[Data excerpts]
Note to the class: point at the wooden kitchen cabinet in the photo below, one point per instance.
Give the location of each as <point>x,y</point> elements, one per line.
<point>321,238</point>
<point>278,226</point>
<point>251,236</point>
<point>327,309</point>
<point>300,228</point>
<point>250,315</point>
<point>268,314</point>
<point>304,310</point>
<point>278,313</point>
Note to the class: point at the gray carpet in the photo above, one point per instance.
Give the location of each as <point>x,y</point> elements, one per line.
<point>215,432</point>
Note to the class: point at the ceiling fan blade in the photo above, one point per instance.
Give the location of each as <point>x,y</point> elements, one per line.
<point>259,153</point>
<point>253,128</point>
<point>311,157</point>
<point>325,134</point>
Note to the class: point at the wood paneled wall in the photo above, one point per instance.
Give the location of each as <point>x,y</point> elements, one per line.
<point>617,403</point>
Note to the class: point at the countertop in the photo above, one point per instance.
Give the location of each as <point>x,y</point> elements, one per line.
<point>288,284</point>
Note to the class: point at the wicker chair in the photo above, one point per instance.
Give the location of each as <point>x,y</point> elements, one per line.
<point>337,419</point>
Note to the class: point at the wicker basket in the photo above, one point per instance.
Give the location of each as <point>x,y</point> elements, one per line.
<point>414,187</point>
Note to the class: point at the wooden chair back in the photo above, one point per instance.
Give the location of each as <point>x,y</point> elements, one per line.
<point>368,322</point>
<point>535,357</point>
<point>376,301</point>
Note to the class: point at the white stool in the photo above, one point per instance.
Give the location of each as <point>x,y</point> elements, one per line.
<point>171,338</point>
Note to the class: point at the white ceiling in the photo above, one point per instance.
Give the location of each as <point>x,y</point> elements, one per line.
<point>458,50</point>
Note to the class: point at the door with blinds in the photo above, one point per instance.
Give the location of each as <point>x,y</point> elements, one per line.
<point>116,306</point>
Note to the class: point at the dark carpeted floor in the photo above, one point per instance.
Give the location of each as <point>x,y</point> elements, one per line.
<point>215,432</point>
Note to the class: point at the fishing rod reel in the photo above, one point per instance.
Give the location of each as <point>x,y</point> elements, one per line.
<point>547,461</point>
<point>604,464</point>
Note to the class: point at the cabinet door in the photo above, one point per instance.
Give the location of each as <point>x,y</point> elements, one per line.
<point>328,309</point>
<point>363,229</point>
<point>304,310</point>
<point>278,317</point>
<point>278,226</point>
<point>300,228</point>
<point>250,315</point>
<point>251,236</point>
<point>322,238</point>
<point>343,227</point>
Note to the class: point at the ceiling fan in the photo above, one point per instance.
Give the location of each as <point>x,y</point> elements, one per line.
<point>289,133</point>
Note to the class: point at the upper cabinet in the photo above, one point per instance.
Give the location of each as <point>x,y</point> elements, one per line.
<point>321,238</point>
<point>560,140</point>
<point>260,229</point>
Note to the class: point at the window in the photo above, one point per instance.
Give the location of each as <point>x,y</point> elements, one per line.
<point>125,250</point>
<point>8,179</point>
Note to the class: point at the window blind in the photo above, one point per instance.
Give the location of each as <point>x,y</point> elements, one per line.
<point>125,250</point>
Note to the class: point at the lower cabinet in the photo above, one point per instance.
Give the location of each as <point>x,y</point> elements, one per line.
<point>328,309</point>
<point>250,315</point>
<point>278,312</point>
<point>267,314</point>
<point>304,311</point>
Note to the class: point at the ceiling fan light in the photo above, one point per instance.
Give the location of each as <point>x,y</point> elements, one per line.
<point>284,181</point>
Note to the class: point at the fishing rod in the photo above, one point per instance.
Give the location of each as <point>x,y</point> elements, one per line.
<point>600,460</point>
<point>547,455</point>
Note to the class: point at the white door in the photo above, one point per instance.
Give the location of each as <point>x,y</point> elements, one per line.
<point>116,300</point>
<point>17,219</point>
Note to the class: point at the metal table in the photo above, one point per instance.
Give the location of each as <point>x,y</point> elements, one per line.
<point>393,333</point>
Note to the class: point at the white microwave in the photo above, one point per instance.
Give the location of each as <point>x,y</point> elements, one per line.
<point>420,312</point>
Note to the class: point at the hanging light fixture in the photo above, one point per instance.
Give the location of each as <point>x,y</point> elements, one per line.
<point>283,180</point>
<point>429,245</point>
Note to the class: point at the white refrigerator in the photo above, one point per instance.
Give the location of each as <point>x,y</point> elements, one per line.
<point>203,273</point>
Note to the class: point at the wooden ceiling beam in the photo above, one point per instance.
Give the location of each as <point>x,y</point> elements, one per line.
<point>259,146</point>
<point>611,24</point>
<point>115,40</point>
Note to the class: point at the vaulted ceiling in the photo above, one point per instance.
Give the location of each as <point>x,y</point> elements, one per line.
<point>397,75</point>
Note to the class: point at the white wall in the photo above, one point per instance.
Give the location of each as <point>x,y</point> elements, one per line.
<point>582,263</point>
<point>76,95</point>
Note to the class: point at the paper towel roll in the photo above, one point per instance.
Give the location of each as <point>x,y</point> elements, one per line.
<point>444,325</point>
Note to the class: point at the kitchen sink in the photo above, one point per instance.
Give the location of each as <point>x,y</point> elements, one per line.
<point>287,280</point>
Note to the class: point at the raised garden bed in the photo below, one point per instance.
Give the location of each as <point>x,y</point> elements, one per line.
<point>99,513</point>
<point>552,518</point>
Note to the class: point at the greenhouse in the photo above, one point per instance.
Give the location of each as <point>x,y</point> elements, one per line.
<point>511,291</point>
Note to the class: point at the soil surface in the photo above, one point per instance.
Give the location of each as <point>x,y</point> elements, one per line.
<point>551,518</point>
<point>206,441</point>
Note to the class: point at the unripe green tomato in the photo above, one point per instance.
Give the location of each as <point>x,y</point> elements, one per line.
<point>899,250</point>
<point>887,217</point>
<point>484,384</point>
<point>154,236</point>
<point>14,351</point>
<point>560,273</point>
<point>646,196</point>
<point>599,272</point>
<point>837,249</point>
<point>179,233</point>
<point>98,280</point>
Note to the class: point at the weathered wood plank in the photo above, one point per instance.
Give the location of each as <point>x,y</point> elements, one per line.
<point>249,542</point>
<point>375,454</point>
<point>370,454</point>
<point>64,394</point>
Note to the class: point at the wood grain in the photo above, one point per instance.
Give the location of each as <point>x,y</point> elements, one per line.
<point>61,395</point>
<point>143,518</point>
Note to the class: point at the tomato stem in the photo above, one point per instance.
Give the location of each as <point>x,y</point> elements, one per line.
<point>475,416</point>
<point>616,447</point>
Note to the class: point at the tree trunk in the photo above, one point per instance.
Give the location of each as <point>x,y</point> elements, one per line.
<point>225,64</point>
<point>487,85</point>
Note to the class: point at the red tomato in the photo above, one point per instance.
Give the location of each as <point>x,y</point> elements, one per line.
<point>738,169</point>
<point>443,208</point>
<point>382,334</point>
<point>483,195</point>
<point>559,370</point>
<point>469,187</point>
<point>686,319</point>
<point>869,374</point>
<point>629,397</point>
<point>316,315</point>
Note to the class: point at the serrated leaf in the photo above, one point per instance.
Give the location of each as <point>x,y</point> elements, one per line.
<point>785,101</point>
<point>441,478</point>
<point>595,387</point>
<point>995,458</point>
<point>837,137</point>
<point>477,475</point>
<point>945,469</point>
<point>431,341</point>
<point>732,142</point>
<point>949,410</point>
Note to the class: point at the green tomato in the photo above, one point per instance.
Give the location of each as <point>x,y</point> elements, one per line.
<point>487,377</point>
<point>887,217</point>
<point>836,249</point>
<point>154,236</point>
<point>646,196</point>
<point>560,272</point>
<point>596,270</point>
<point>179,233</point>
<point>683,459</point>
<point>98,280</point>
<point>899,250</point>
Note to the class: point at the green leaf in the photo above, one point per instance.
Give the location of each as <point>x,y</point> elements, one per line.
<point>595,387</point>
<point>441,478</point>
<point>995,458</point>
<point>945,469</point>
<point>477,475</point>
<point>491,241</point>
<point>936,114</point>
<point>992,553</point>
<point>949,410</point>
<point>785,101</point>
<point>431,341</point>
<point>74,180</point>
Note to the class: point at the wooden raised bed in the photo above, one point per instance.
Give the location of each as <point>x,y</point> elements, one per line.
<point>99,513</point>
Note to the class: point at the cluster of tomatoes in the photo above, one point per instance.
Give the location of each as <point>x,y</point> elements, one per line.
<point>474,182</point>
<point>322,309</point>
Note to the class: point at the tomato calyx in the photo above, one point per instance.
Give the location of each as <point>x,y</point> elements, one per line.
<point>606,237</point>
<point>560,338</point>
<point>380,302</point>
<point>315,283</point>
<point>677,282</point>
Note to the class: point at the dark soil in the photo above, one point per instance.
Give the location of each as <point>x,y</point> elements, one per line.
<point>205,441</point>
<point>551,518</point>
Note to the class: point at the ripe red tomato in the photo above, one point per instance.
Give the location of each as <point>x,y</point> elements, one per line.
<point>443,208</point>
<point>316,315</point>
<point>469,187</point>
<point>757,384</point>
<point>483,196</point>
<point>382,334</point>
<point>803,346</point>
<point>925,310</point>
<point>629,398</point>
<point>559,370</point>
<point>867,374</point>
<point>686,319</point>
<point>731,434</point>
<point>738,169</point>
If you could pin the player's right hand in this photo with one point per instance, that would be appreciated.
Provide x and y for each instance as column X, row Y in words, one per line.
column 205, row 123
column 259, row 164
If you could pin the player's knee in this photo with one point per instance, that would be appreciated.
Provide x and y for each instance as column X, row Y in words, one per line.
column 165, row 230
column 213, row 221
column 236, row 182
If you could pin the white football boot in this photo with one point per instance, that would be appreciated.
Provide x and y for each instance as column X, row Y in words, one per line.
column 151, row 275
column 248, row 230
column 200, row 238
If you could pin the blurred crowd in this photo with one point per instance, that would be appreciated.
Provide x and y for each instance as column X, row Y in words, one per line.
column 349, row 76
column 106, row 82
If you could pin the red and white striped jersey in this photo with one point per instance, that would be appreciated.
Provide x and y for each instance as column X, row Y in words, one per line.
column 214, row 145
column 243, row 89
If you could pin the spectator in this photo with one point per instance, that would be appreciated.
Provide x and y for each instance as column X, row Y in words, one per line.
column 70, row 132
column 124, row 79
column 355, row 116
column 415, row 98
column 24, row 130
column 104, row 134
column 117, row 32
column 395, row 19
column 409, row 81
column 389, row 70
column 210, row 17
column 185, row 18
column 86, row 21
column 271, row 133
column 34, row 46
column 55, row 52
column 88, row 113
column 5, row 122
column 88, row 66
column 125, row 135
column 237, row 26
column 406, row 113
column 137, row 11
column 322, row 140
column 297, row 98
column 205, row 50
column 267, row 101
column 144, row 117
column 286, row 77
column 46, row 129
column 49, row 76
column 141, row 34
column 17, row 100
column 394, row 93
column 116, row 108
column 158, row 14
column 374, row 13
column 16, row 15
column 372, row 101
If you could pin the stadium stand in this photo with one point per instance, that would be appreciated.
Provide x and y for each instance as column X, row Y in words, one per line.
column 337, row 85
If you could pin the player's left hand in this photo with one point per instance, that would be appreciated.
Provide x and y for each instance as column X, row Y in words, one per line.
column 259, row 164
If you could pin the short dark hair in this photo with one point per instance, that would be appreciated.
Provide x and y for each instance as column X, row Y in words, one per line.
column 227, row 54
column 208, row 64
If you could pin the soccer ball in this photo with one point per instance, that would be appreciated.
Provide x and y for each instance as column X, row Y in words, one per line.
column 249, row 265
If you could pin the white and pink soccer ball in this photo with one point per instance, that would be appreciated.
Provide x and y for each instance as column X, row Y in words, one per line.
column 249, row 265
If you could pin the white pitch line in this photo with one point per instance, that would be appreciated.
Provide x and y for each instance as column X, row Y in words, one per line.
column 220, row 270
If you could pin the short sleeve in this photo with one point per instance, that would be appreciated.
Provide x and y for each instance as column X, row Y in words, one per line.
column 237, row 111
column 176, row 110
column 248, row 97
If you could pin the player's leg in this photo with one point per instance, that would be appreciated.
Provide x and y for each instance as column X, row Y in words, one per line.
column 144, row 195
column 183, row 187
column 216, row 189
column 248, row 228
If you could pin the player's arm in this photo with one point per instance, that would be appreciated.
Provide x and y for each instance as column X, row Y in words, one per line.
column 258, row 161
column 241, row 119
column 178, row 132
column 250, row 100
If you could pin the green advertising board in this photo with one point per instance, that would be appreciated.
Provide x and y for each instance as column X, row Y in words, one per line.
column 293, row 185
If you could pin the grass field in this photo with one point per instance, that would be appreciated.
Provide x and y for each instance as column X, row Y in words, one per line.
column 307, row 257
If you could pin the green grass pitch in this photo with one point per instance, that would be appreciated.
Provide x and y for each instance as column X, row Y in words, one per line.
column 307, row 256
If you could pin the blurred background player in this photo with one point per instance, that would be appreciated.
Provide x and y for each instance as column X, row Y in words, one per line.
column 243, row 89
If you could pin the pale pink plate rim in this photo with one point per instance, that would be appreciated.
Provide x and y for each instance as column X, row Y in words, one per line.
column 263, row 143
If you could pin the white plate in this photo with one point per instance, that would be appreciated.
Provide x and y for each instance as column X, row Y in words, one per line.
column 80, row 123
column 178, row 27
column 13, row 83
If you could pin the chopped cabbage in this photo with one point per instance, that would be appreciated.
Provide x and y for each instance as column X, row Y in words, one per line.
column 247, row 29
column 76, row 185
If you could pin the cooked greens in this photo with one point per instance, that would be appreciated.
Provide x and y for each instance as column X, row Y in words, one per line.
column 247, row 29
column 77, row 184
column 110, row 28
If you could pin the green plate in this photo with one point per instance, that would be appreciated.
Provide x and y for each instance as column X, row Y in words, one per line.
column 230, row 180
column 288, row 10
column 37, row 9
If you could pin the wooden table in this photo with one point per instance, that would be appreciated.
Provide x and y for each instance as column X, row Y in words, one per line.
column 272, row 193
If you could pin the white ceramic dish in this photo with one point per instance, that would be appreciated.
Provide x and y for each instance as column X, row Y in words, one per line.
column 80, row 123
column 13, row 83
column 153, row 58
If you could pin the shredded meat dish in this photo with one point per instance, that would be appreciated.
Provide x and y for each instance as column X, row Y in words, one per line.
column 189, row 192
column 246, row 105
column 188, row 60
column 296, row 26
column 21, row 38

→ WORK TO COMPLETE
Exactly as written, please reproduce the lines from the first line of the data to the line containing "Note to the class: point at the gray", inclusive, and nothing else.

→ TASK SOLUTION
Note to the class: point at the wooden kitchen cabinet in the photo below, one point per instance.
Give the location of each as <point>x,y</point> elements, one per line.
<point>321,238</point>
<point>278,226</point>
<point>251,236</point>
<point>327,309</point>
<point>300,228</point>
<point>250,315</point>
<point>268,314</point>
<point>304,310</point>
<point>278,313</point>
Note to the class: point at the gray carpet in the photo above, one point per instance.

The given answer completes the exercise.